§ **TASK REQUIREMENTS**
Set all the material down again unchanged, without the pictures.

____ RECORDS TO USE

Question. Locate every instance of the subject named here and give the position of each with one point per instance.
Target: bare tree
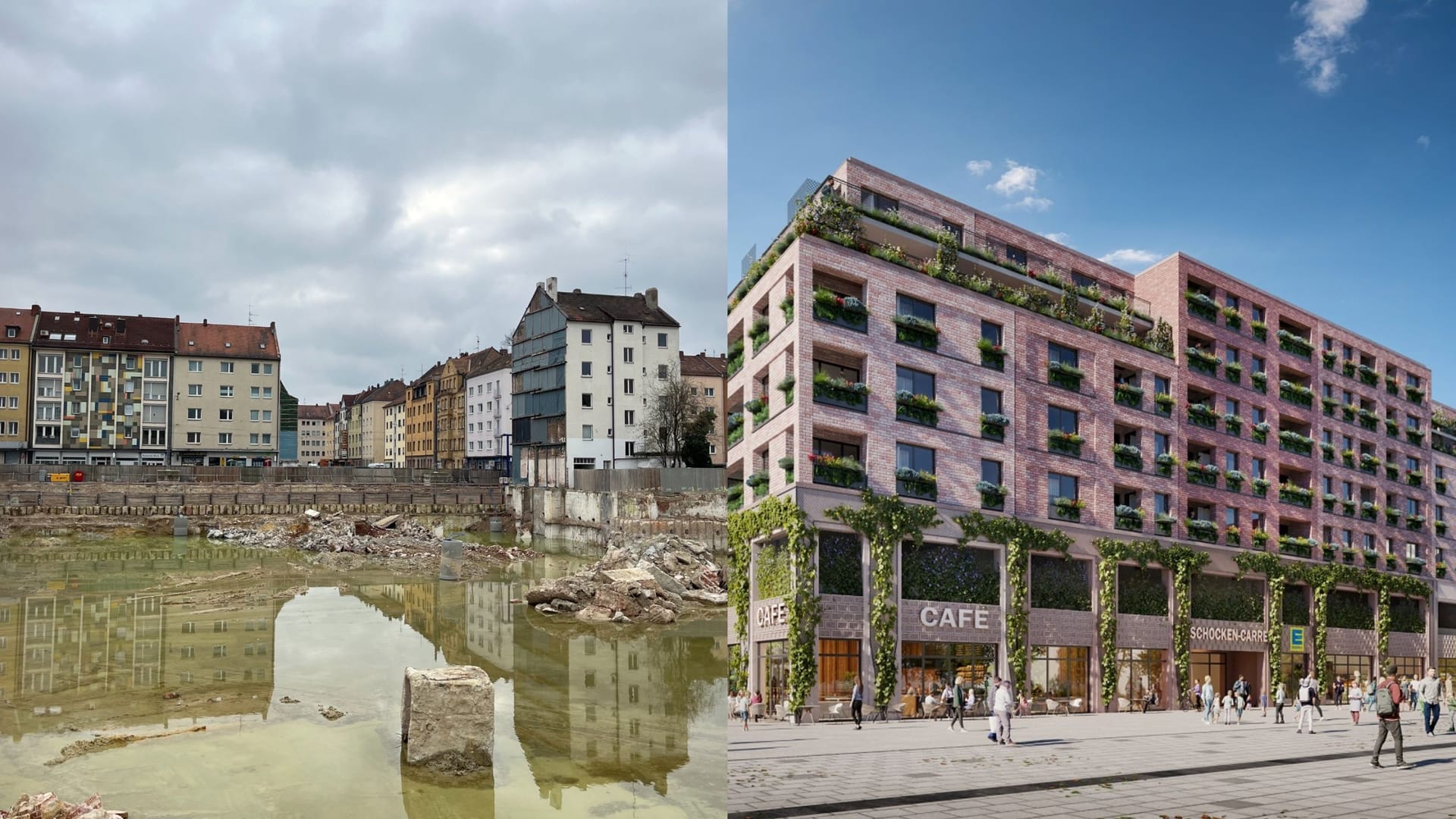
(670, 411)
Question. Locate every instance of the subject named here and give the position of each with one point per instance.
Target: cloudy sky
(383, 180)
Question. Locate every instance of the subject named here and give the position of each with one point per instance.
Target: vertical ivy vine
(1021, 539)
(886, 522)
(802, 604)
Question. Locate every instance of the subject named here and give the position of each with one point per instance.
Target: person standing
(1002, 708)
(1430, 691)
(1388, 714)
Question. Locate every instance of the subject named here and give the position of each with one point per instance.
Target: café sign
(956, 618)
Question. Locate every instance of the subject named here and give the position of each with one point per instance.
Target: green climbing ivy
(769, 518)
(887, 522)
(1021, 539)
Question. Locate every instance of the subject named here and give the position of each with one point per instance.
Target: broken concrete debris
(645, 580)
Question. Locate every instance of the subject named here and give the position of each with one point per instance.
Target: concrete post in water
(447, 720)
(452, 554)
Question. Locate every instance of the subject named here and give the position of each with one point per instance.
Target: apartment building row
(92, 388)
(899, 340)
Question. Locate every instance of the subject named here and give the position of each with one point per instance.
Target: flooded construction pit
(294, 675)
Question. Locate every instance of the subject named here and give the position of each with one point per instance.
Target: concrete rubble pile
(340, 532)
(637, 582)
(49, 806)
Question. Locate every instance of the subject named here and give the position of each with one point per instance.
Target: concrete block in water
(449, 719)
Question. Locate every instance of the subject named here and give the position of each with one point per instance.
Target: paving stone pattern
(1094, 765)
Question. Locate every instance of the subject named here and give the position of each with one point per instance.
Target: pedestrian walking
(1430, 694)
(1002, 708)
(1388, 711)
(1307, 704)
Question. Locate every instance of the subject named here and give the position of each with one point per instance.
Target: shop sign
(777, 614)
(956, 618)
(1222, 634)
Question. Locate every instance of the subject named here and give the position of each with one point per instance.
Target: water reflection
(99, 639)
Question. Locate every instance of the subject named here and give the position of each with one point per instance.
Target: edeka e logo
(954, 617)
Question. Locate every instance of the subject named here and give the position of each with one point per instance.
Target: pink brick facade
(795, 346)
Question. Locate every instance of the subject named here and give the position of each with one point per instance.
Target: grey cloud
(386, 181)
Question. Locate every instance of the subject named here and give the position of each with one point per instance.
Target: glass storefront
(1139, 670)
(928, 668)
(1059, 672)
(774, 672)
(839, 667)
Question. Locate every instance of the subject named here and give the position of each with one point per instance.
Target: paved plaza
(1156, 764)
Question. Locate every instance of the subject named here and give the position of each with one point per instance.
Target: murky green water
(93, 634)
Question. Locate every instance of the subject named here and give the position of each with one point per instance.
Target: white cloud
(979, 167)
(1130, 257)
(1017, 180)
(1033, 203)
(1326, 37)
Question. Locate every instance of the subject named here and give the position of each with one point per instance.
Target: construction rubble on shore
(637, 582)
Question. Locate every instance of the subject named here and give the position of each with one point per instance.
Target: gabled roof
(96, 331)
(19, 318)
(702, 365)
(601, 308)
(228, 340)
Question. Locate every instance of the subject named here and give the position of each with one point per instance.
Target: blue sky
(1310, 150)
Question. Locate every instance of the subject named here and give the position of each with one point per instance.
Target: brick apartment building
(1024, 378)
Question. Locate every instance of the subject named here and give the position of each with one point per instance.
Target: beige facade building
(707, 378)
(226, 395)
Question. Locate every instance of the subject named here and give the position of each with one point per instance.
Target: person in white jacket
(1002, 707)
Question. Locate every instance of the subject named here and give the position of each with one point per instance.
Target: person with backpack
(1388, 710)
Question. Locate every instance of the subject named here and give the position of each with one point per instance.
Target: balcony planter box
(1066, 444)
(993, 426)
(1296, 496)
(1203, 531)
(843, 311)
(910, 330)
(992, 354)
(1203, 306)
(1203, 416)
(1128, 395)
(1128, 519)
(837, 471)
(1201, 362)
(915, 484)
(1232, 423)
(1164, 465)
(1068, 509)
(918, 409)
(1203, 474)
(1294, 442)
(1065, 376)
(993, 496)
(1296, 394)
(839, 392)
(1128, 457)
(1294, 344)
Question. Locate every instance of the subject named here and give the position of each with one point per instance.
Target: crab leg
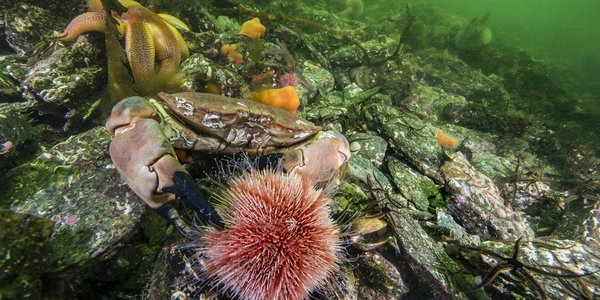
(147, 162)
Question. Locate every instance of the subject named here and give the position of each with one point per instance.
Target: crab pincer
(147, 162)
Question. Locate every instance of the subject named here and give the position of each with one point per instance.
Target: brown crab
(146, 130)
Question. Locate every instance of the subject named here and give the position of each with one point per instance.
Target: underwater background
(473, 128)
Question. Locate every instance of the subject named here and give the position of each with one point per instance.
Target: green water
(564, 34)
(515, 85)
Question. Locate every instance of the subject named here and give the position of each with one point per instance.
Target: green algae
(23, 254)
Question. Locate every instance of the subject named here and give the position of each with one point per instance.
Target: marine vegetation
(148, 36)
(474, 35)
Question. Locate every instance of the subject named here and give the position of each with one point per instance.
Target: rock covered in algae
(62, 83)
(74, 185)
(577, 263)
(410, 137)
(26, 25)
(477, 204)
(22, 254)
(10, 90)
(16, 134)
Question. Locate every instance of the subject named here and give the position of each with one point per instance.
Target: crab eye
(344, 156)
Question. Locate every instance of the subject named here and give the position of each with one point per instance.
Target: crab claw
(318, 160)
(148, 163)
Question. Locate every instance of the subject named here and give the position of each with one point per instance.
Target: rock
(61, 84)
(410, 138)
(321, 80)
(430, 102)
(199, 72)
(325, 109)
(416, 188)
(22, 254)
(74, 185)
(352, 55)
(552, 256)
(580, 222)
(27, 25)
(10, 90)
(477, 205)
(17, 135)
(377, 278)
(370, 147)
(422, 262)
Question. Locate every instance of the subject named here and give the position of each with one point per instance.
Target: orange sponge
(232, 53)
(253, 28)
(446, 141)
(285, 98)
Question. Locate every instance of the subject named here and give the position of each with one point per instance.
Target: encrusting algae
(253, 29)
(446, 141)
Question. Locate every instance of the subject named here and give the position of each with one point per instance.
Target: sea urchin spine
(279, 241)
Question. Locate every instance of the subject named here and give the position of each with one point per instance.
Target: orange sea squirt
(285, 98)
(446, 141)
(253, 28)
(232, 53)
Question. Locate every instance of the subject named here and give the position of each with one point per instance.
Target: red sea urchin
(279, 241)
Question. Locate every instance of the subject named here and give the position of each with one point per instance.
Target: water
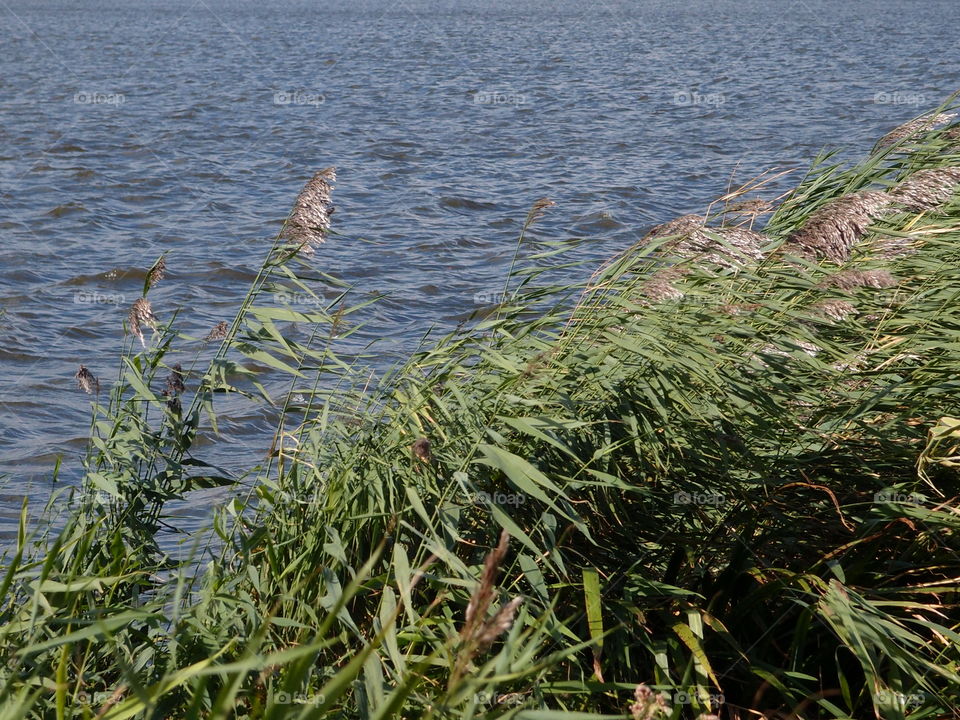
(131, 128)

________

§ **TASK ANSWER**
Question. Locate every instance of the subject named here and give the position of each with one point per instance.
Target: bare tree
(670, 411)
Question. Locate every instance of the subject named here and give the position of each with one point per instance.
Target: cloudy sky
(383, 180)
Question. Locate every instance of the subject named here and give the position of each with one point per instance.
Target: vertical ivy vine
(1021, 539)
(886, 522)
(802, 604)
Question. Locate every instance of the subject named here and give the position of each with one point per instance.
Target: person standing
(1002, 708)
(1430, 691)
(1388, 714)
Question. Locate every instance of the subject named here and give the position of each with one point per instance.
Target: café sign
(956, 618)
Question. Locate every instance of the subject named here and give the position of each with one point per instance.
Target: green climbing ivy
(769, 518)
(887, 522)
(1021, 539)
Question. Locate every instance of the subject named here and give the position of each with one point per instance.
Target: broken concrete debris
(645, 580)
Question. Locate every instance of the subject named here and give the position of each with one point per instance.
Target: concrete post in water
(447, 720)
(452, 554)
Question. Locate every instance of the subject named here and give the position of each with one point per instance.
Target: apartment building row
(92, 388)
(899, 340)
Question. Locate every instance of the subject named here and give the position of each with one point per instance.
Target: flooded construction pit
(294, 675)
Question. Locate every instance of the subject named here and give the position of each with one point per instance.
Target: concrete rubble pile
(340, 532)
(637, 582)
(49, 806)
Question. Locate every instance of the subject named here and give the position of each with one point per instance.
Target: concrete block in water
(449, 719)
Question. Locate every instance of the subject named here and give the position of each with one point per instance.
Target: paving stone pattern
(1094, 765)
Question. Locate every instance of the subject named here and give the position of each with one point per instance.
Target: pedestrian walking
(1430, 694)
(1002, 708)
(1388, 711)
(1307, 704)
Question. Locate every instance of the subject named here and give the position of each with one point per instance.
Target: shop sign
(777, 614)
(956, 618)
(1222, 634)
Question. Locate every instance of the subject named here and give the position of each with one point per instance.
Target: water reflection
(99, 639)
Question. Locate every instance of the subject named here and give the position of each with one point per instance.
Target: edeka e logo
(954, 617)
Question. Locate every instance of the subject named here and give the position of each with one point per instance.
Target: pink brick facade
(795, 346)
Question. Locate every instance of the subject named here and give the position of each with one point per instance.
Target: grey cloud
(386, 181)
Question. Locate every instance of the subject named here and give the position of each with one point per instance.
Target: glass storefront
(1139, 670)
(928, 668)
(1059, 672)
(774, 672)
(839, 667)
Question. Locate every instance of the subject named here and give the position of each with one point per instance.
Target: paved plaza
(1156, 764)
Question. Locate every instance of the subject named here and give the position of each with one point per instance.
Target: murky green water
(93, 634)
Question. Locate every instance of the subject named here and give the position of each with one point per instance.
Target: white cloud
(979, 167)
(1130, 257)
(1017, 180)
(1033, 203)
(1326, 37)
Question. Locate every instance of the subject named here and give the position of each with one point per instance.
Target: construction rubble on shore
(637, 582)
Question. Locate every instance of the subject named here and give the position of each with one point per instance.
Target: gabled roof
(96, 331)
(19, 318)
(702, 365)
(601, 308)
(228, 340)
Question. Locate every instance of the subject named here and give the position of each with one point per instance.
Target: blue sky
(1310, 150)
Question. Locate every instance of the subject named here and give the position of each with one point per instance.
Target: brick apartment building
(1024, 378)
Question. Locate every instance of the subject named here and give the position of each with one point per instance.
Target: beige facade building
(707, 378)
(226, 395)
Question. Locate every instance of the subject named here and give the position of each with one point per instance.
Target: person in white jacket
(1002, 707)
Question. Locate every instance of the subject named here and give the position of each with one point per instance.
Target: person with backpack
(1388, 710)
Question. Locate every instance of the subject named here and give the position of each with one point per instance.
Target: balcony planter box
(1066, 444)
(993, 426)
(1296, 496)
(1203, 531)
(843, 311)
(910, 330)
(992, 354)
(1203, 306)
(1203, 416)
(1128, 395)
(1128, 519)
(837, 471)
(1201, 362)
(915, 484)
(1232, 423)
(1164, 465)
(1068, 509)
(918, 409)
(1203, 474)
(1294, 442)
(1065, 376)
(993, 496)
(1296, 394)
(839, 392)
(1128, 457)
(1294, 344)
Question. Locate every instance of the subject named here and give the position of each with one point per instance.
Target: crab leg
(147, 162)
Question. Locate every instance of the subject named here and give the position of each with one point per instance.
Target: crab pincer
(147, 162)
Question. Locate every instance of the subject named here and give the position of each with one point per instance.
Target: brown crab
(146, 130)
Question. Locate every instance of the subject named here and give the position of each with one point per instance.
Target: underwater background
(473, 128)
Question. Locate every instance of the subject named here and give the position of each with one point per instance.
Target: green water
(564, 34)
(515, 85)
Question. Locate every instance of the subject named here and give the position of each with one point per instance.
Target: green algae
(23, 254)
Question. Locate every instance of the subject named here and give the position of each with one point per instance.
Target: marine vegetation
(148, 36)
(474, 35)
Question. Locate every instance of the subject named here and give the position of each with one point per instance.
Target: rock covered in algae
(62, 83)
(74, 185)
(577, 263)
(410, 137)
(26, 25)
(477, 204)
(22, 254)
(10, 90)
(16, 134)
Question. Locate every instance of the subject named here and give the position of each with one point per instance.
Target: crab eye
(344, 156)
Question. Locate every instance of the subject named here and give the position of each with one point per instance.
Target: crab claw
(318, 160)
(148, 163)
Question. Locate every instance of the subject named here and give the position of each with one point per instance.
Target: rock
(61, 84)
(410, 138)
(321, 80)
(430, 102)
(199, 72)
(325, 109)
(416, 188)
(22, 254)
(74, 185)
(352, 55)
(552, 256)
(580, 222)
(27, 25)
(10, 90)
(477, 205)
(17, 135)
(377, 278)
(370, 147)
(422, 262)
Question. Locate every instance of the subject named here and give the position of each with one point per instance.
Target: orange sponge
(232, 53)
(253, 28)
(446, 141)
(285, 98)
Question. Locate every instance of the subject named here and give the position of each with one point per instance.
Target: encrusting algae
(253, 29)
(446, 141)
Question. Locate every instance of the subject named here and give the position of each with one point per instance.
Target: sea urchin spine
(279, 241)
Question. Locate every instance of the subject named here and give the position of each with one point per instance.
Target: orange sea squirt
(285, 98)
(446, 141)
(253, 28)
(232, 53)
Question. Locate every instance of the subject named here and give the position of each with one point per instance.
Target: red sea urchin
(279, 241)
Question. Locate every instance of the subject named here and give the position of each with one point per instance.
Target: water
(131, 128)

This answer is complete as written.